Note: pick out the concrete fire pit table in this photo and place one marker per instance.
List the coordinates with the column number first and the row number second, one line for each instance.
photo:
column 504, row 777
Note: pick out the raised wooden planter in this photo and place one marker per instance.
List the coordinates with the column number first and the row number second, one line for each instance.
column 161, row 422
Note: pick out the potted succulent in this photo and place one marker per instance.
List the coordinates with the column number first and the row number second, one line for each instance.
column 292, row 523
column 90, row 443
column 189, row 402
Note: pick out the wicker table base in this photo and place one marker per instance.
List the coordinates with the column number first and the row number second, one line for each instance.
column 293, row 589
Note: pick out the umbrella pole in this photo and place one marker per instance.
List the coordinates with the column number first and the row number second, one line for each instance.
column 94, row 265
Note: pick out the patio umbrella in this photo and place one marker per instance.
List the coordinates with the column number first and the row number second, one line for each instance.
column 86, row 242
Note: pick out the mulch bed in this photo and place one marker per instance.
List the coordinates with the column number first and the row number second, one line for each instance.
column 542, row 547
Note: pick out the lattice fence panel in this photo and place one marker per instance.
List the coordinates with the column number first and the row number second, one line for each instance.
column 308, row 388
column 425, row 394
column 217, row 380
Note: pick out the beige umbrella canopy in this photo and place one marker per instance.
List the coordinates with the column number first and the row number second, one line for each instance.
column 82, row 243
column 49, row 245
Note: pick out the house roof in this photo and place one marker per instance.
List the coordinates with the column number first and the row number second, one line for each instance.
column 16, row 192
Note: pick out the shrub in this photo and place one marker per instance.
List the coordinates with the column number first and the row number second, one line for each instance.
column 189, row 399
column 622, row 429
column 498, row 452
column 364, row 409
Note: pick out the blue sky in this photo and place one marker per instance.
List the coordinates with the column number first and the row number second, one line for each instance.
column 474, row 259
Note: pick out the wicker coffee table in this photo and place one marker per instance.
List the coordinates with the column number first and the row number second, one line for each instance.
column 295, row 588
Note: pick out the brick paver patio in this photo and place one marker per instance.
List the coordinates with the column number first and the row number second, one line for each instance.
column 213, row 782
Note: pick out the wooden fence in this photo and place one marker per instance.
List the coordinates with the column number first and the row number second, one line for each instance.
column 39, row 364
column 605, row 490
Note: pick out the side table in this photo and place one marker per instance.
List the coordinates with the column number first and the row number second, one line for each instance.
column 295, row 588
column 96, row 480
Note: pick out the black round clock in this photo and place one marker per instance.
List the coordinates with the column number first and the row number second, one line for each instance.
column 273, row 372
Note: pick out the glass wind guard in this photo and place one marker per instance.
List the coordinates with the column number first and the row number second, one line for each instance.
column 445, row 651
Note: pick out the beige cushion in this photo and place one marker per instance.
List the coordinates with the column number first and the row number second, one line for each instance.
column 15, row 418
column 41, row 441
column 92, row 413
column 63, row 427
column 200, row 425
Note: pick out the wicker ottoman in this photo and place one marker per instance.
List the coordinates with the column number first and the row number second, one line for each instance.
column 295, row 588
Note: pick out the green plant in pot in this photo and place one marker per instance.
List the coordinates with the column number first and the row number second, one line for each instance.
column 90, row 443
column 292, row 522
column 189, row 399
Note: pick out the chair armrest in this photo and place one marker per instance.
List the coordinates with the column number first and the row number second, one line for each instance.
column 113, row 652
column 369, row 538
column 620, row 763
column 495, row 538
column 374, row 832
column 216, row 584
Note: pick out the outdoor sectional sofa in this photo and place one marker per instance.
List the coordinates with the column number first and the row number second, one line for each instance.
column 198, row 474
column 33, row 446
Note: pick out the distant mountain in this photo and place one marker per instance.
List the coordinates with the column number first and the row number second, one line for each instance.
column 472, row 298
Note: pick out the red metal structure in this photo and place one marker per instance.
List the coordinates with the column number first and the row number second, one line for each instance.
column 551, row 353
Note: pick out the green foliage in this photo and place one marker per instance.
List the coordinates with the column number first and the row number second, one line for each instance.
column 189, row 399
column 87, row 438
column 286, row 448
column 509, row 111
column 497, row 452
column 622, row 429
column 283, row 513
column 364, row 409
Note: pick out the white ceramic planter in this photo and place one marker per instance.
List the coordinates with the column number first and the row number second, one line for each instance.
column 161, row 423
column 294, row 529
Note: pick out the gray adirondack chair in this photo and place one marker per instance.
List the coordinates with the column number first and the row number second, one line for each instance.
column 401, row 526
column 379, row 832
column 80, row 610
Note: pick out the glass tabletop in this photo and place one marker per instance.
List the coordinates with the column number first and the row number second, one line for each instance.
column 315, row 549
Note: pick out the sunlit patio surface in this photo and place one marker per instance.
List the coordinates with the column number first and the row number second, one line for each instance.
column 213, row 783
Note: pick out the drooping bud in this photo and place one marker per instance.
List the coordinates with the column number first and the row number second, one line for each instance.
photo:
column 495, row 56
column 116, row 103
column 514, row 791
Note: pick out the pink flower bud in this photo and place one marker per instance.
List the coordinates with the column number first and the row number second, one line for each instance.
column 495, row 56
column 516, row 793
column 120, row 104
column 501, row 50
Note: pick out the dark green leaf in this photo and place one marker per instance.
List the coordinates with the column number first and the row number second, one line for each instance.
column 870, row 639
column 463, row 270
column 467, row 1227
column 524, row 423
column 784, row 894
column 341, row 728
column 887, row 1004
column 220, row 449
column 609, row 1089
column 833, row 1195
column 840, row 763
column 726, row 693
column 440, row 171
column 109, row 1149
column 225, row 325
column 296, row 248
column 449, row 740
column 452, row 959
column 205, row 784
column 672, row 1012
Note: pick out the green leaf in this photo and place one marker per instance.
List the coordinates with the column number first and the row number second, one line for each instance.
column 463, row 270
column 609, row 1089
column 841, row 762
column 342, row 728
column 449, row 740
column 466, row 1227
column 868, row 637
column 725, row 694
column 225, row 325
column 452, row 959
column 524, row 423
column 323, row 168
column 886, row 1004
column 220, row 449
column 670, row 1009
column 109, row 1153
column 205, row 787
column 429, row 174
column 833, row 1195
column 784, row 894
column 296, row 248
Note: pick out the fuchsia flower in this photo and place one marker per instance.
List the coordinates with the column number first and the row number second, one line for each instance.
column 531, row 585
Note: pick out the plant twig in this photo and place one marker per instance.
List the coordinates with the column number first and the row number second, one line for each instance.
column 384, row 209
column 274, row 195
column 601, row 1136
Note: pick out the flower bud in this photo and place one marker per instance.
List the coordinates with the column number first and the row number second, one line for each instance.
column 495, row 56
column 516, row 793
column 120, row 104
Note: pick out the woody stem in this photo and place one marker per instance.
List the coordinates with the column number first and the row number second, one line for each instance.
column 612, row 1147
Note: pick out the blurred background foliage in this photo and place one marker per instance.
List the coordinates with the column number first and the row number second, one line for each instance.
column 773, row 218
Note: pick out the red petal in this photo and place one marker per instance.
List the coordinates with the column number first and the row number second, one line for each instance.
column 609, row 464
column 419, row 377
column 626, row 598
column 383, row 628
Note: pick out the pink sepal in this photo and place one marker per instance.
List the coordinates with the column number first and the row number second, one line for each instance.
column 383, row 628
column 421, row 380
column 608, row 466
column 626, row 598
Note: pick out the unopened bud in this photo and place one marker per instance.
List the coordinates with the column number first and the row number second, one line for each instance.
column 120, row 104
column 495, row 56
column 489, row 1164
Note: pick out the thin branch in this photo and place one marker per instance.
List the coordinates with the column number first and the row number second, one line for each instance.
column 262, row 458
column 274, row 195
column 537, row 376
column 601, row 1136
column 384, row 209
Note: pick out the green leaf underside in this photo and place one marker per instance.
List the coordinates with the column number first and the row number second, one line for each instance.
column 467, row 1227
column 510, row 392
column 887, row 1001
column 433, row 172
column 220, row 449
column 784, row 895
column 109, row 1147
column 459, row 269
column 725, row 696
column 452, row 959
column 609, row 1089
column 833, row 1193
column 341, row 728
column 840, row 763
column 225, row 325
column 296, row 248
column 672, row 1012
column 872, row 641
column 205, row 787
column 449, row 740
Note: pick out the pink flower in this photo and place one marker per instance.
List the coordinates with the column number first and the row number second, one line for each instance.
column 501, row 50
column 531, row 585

══════════

▶ **WORK REQUEST**
Search the records for the word "chair". Copy every line that has it.

▶ **YOUR SOLUTION**
Note: pick out the chair armrest in this photo and place one marker per instance.
Note: pick out the gray adirondack chair in this photo and place one marker per instance.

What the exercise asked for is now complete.